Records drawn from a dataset
....
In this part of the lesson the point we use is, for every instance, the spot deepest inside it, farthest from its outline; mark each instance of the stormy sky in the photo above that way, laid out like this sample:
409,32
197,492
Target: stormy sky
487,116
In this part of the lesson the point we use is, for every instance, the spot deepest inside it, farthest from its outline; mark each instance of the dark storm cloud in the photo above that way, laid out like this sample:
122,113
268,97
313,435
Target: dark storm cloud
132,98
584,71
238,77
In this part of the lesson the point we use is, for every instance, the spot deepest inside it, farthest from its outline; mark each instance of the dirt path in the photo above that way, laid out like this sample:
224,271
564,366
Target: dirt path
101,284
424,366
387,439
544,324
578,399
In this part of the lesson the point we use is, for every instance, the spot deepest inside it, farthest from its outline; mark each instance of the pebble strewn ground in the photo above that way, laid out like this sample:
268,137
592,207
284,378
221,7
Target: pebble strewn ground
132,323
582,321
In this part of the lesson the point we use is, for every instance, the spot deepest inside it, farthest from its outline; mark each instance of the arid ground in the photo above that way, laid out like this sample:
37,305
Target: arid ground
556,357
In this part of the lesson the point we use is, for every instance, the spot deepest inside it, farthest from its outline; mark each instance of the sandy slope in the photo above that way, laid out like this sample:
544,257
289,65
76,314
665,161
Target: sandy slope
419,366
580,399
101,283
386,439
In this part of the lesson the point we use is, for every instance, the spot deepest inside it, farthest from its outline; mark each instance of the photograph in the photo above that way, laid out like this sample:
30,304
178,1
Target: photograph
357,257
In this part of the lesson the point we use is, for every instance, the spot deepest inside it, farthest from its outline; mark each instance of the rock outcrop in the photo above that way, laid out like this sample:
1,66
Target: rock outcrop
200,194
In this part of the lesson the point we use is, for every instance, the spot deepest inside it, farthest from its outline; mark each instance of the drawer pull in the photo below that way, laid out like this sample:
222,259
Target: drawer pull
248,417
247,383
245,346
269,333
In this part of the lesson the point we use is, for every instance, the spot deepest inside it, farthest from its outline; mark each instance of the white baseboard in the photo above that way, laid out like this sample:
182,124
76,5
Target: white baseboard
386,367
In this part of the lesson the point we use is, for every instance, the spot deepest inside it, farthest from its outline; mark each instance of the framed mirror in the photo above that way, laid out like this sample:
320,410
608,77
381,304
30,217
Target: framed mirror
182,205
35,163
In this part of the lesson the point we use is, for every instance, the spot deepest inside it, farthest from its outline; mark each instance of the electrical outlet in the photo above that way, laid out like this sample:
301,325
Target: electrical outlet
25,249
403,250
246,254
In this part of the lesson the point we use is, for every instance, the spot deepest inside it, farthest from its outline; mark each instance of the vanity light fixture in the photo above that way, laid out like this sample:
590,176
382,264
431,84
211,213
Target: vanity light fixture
....
■ **Aim of the task**: Without altering a single word, set down all the entries again.

■ **Answer space**:
In this part of the lesson the point we use is, for every instance, the spot deepest inside it, farthest from its outline; mark each instance of the stormy sky in the photo above that way, laid out like this sample:
409,32
197,492
Target: stormy sky
487,116
In this part of the lesson the point we use is, for every instance, the spot deepest inside it, farthest from its outline; mark each instance of the dark storm cloud in the photo above that way, laid out like this sample:
122,113
268,97
313,435
Target: dark storm cloud
132,98
584,71
238,77
In this part of the lesson the point we use is, for every instance, the spot deepest inside it, farthest from its outline; mark each instance of the dirt path in the photo above that way, laid out like this sample:
224,271
564,366
Target: dirt path
101,284
424,366
387,439
544,324
578,399
In this part of the lesson the point we use is, for every instance, the spot deepest inside it, farthest from its outline; mark each instance of the pebble strewn ground in the photo above that way, laid out like this sample:
268,137
592,207
284,378
221,7
Target: pebble strewn ground
132,323
582,321
In this part of the lesson the point we use is, for every instance, the spot deepest inside it, farthest from its outline; mark each instance of the arid ground in the photo above that way, laid out like this sample:
37,305
Target: arid ground
556,357
In this part of the lesson the point we use is, for every instance, the spot deepest inside it, farthest from its outline; mark each instance of the sandy slope in the photo above that way, laid out like this sample:
544,257
289,65
76,314
665,161
Target: sandy slope
419,366
580,399
101,283
386,439
In this part of the lesson the point we use is, for every instance, the spot deepest inside it, farthest from its outline; mark each instance of the photograph in the photo above that way, laid out like this sample:
30,304
178,1
Target: photograph
357,257
In this part of the lesson the point we use is, for every instance, the spot deepest inside it, farthest from its outline; mark each instance of the rock outcrop in the photo above that way, laid out like this sample:
1,66
Target: rock outcrop
200,194
In this part of the lesson the point we use is, for every instance, the spot deepest inside it, farthest from its outline; mark each instance of the drawer pull in the photo below that way, laid out like this sample:
222,259
Target: drawer pull
248,417
247,383
245,346
269,333
In this part of the lesson the point we use is, for every instance, the spot deepest inside it, farthest from its outline; mark each instance of the white baseboard in the photo above that way, laid out like this sample:
182,124
76,5
Target: white baseboard
386,367
In this part of the lesson the point we use is, for every instance, the spot deepest inside it, farthest from its outline; mark each instance of the framed mirror in the photo above that way, laid out like this sample:
320,410
608,77
381,304
30,217
Target: framed mirror
182,205
35,163
In this part of the lesson the point we use is, for every instance, the spot deepest inside it, farthest from its outline; mark each instance of the electrical outlet in the photo above that way, laid out like this sample:
301,325
Target: electrical outlet
25,249
403,250
246,254
In this part of the lesson the point we use is, for every instance, the spot deepest inside it, farthest from its outline; mark each instance of the vanity light fixture in the photo above that way, laid out like this sample:
590,176
382,264
431,84
211,213
Target: vanity light fixture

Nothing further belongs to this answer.